Using the records below, copy out exactly the line that contains "Objective — locate the blue sky" and every line that follows it, up to and including the last, and no others.

++++++++

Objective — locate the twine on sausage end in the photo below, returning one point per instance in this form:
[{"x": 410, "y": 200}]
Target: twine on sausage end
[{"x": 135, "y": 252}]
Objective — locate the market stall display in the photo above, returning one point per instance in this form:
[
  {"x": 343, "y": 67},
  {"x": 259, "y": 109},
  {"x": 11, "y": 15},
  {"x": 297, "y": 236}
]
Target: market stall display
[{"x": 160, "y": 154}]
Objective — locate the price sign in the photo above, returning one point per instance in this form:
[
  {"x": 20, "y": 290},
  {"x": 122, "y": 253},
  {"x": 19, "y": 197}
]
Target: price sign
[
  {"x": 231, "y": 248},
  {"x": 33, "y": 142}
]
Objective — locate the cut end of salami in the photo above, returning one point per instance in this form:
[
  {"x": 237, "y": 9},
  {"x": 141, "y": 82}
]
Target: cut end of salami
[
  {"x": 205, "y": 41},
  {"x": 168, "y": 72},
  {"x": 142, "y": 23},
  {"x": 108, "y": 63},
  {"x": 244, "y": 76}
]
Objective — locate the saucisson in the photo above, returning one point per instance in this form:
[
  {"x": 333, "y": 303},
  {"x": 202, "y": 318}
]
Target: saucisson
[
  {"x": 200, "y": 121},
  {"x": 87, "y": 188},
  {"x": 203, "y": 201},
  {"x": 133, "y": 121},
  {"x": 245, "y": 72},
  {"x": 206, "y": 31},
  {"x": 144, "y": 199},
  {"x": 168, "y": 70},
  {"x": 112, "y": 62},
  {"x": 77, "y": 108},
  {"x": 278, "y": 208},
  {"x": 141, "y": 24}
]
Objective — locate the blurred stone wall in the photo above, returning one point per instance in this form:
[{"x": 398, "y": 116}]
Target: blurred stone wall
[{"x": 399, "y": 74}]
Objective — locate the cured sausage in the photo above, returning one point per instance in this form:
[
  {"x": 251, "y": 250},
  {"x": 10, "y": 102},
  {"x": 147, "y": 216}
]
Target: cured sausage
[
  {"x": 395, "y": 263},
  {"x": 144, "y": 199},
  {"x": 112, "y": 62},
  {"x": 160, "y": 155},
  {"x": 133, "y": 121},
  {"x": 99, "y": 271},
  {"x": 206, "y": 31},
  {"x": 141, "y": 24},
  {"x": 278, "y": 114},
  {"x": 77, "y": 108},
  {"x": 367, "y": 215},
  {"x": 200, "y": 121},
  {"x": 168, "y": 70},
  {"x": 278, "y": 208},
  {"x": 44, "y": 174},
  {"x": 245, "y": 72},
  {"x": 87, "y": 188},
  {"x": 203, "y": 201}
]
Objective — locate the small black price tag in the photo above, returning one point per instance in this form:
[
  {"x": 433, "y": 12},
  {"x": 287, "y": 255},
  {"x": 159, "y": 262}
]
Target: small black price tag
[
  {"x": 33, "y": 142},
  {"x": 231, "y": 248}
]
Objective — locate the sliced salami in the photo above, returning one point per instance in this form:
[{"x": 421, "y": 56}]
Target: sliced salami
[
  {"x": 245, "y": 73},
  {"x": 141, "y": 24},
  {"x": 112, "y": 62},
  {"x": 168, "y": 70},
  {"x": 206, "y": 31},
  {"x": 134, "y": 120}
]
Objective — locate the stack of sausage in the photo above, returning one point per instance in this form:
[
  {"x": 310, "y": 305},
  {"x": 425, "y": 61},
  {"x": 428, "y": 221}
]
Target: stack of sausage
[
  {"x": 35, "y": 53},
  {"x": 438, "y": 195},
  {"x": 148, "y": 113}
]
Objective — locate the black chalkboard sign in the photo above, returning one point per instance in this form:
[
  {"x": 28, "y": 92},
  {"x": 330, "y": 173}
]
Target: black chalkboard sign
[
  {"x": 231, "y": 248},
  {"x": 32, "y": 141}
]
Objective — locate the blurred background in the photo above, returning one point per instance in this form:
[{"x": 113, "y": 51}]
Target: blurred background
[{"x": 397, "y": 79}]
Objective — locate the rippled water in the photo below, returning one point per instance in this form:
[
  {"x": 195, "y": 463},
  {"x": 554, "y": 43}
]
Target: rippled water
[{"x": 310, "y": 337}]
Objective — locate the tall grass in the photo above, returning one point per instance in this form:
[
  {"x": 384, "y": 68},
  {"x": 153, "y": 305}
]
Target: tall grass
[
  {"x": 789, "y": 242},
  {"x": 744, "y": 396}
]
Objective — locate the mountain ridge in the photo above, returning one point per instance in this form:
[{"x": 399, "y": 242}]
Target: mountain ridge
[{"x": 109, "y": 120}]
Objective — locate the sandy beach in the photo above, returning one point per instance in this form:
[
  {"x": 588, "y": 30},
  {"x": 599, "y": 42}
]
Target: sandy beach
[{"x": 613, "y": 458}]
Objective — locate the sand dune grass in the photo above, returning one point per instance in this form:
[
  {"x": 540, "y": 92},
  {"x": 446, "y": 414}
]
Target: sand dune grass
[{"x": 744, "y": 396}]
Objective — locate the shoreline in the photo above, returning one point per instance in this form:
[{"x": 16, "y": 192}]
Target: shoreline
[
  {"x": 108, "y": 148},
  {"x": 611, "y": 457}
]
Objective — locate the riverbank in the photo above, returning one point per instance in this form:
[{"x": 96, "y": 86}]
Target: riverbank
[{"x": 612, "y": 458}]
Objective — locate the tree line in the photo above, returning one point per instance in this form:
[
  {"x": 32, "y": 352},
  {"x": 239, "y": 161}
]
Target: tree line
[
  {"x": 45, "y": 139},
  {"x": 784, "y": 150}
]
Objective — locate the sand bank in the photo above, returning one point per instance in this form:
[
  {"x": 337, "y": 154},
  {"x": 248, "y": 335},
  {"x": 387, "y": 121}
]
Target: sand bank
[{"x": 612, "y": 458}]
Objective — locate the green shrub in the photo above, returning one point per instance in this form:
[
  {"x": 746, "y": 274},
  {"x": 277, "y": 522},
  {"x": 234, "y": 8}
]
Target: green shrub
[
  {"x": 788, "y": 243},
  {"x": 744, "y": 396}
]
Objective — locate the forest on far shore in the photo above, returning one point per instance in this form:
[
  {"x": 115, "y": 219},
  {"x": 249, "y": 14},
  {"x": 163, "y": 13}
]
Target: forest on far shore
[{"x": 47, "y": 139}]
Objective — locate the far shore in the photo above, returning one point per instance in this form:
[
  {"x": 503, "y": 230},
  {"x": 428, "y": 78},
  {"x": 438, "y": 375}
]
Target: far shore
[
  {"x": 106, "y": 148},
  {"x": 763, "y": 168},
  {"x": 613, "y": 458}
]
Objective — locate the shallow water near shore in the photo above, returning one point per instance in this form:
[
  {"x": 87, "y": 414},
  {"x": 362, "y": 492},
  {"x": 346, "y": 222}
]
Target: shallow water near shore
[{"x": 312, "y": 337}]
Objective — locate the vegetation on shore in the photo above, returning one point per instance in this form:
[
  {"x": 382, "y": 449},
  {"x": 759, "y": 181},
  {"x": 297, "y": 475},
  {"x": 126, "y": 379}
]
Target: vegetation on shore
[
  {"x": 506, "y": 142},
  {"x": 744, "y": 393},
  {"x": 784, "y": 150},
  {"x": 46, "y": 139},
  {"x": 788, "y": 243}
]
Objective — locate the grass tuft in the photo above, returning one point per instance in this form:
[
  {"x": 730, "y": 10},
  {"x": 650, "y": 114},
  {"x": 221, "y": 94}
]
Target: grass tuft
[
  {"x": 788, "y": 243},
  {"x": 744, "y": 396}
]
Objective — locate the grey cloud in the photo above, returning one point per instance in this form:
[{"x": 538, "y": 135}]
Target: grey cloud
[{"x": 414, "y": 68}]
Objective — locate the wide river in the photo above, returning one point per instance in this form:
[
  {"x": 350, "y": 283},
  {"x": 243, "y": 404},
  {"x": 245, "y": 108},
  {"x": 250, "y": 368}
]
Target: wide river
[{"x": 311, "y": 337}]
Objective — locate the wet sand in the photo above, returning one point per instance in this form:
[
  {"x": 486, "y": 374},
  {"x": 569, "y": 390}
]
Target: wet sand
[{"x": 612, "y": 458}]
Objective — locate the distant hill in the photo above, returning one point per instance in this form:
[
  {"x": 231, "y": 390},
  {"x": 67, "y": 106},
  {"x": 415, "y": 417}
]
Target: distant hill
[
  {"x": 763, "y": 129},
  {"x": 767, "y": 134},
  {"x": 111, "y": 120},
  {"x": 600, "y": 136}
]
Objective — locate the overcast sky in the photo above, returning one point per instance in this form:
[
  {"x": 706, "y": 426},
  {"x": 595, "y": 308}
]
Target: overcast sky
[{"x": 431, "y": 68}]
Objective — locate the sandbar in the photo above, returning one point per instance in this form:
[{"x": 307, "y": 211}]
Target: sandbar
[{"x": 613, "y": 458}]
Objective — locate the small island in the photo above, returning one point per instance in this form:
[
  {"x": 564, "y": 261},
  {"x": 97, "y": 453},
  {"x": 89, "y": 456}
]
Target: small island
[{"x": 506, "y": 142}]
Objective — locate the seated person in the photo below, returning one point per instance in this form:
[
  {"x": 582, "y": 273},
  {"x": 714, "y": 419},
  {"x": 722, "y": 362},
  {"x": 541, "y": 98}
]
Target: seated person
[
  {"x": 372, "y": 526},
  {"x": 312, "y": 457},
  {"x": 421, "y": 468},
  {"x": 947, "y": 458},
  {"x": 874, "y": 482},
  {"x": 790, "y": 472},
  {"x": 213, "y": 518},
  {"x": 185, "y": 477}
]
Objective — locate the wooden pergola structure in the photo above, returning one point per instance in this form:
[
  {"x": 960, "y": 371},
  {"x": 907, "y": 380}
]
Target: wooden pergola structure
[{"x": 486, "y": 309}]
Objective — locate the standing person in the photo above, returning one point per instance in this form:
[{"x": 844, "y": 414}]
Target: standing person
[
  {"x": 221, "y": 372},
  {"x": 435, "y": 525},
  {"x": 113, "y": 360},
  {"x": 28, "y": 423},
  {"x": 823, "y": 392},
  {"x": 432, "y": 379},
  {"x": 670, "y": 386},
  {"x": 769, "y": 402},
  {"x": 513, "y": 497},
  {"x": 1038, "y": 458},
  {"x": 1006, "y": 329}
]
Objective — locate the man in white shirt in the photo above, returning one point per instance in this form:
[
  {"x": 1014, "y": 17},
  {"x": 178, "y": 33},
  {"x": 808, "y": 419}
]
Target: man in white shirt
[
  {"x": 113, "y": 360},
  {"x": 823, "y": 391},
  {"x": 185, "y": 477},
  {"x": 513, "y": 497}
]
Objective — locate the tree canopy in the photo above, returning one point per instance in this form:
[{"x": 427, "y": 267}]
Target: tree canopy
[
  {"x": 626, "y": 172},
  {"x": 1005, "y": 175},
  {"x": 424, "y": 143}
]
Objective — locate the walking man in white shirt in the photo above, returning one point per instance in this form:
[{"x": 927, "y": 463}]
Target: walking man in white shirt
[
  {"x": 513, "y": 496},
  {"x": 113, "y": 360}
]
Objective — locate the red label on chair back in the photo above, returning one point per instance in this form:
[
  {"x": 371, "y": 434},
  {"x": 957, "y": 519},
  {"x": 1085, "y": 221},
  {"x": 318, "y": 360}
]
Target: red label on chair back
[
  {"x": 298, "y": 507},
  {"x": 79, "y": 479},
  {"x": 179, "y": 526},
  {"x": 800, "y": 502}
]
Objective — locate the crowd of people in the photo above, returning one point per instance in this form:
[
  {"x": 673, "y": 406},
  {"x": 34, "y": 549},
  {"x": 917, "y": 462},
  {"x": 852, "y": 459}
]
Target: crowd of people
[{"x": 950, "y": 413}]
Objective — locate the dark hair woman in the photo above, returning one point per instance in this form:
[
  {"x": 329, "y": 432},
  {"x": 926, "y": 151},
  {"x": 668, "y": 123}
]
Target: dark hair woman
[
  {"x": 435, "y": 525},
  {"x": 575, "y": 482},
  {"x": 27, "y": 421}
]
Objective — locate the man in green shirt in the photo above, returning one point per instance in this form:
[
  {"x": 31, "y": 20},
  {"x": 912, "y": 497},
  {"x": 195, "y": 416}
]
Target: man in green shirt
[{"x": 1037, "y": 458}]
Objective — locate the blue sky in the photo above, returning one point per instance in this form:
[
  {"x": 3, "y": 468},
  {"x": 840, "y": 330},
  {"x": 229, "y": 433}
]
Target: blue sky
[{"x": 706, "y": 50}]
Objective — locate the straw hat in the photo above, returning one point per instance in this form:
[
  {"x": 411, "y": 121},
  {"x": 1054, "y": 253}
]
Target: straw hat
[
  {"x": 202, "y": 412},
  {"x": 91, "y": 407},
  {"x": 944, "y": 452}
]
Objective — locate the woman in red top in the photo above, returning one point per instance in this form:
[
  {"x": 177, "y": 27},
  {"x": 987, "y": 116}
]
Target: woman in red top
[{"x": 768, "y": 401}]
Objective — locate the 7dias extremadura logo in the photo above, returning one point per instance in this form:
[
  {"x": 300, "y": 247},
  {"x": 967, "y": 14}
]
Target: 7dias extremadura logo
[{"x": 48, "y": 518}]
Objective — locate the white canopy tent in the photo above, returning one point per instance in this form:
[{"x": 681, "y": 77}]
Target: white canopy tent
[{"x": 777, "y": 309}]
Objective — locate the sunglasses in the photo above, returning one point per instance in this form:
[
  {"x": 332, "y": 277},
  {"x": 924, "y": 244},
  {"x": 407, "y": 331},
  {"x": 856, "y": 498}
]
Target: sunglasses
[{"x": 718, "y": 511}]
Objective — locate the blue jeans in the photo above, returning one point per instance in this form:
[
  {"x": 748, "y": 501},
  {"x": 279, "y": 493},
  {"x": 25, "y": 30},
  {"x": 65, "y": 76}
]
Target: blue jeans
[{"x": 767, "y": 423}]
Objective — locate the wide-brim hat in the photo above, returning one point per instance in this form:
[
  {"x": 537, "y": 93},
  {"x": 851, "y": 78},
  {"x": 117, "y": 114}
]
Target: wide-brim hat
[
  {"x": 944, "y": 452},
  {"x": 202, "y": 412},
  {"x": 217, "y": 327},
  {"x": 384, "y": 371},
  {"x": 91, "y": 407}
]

++++++++

### EXPECTED ANSWER
Objective — locate the blue sky in the photo above, returning one point per instance in this form:
[
  {"x": 3, "y": 468},
  {"x": 840, "y": 330},
  {"x": 229, "y": 433}
]
Target: blue sky
[{"x": 706, "y": 50}]
Objective — locate the straw hat in the photo above, returning one point per instance in this form:
[
  {"x": 411, "y": 121},
  {"x": 1054, "y": 253}
]
Target: straw hat
[
  {"x": 202, "y": 412},
  {"x": 91, "y": 407},
  {"x": 944, "y": 452}
]
Objective — locate the woman in red top in the photo above, returning one point per instance in this form:
[
  {"x": 177, "y": 27},
  {"x": 987, "y": 116}
]
Target: woman in red top
[{"x": 768, "y": 401}]
Objective — locate the 7dias extremadura logo in the photo above, returning one point per instance in this form:
[
  {"x": 300, "y": 247},
  {"x": 967, "y": 14}
]
Target: 7dias extremadura logo
[{"x": 48, "y": 518}]
Objective — locate the white canopy tent in the photo above, returning one point per instance in this form:
[{"x": 681, "y": 77}]
Target: white canopy tent
[{"x": 777, "y": 309}]
Objective — locate the sunglasses in the photo above, returning one point per instance in this form:
[
  {"x": 332, "y": 277},
  {"x": 924, "y": 244},
  {"x": 407, "y": 331},
  {"x": 856, "y": 498}
]
Target: sunglasses
[{"x": 718, "y": 511}]
Objective — locate the blue jeans in the photo above, returning one point per instance in this form:
[
  {"x": 748, "y": 501},
  {"x": 279, "y": 493},
  {"x": 25, "y": 30},
  {"x": 65, "y": 76}
]
Target: blue jeans
[{"x": 767, "y": 423}]
Objective — locate the wide-brim hat in the photo above, returning one point per instance in this form:
[
  {"x": 537, "y": 93},
  {"x": 851, "y": 78},
  {"x": 117, "y": 114}
]
Target: wide-brim hat
[
  {"x": 944, "y": 452},
  {"x": 202, "y": 412},
  {"x": 217, "y": 327},
  {"x": 384, "y": 371},
  {"x": 91, "y": 407}
]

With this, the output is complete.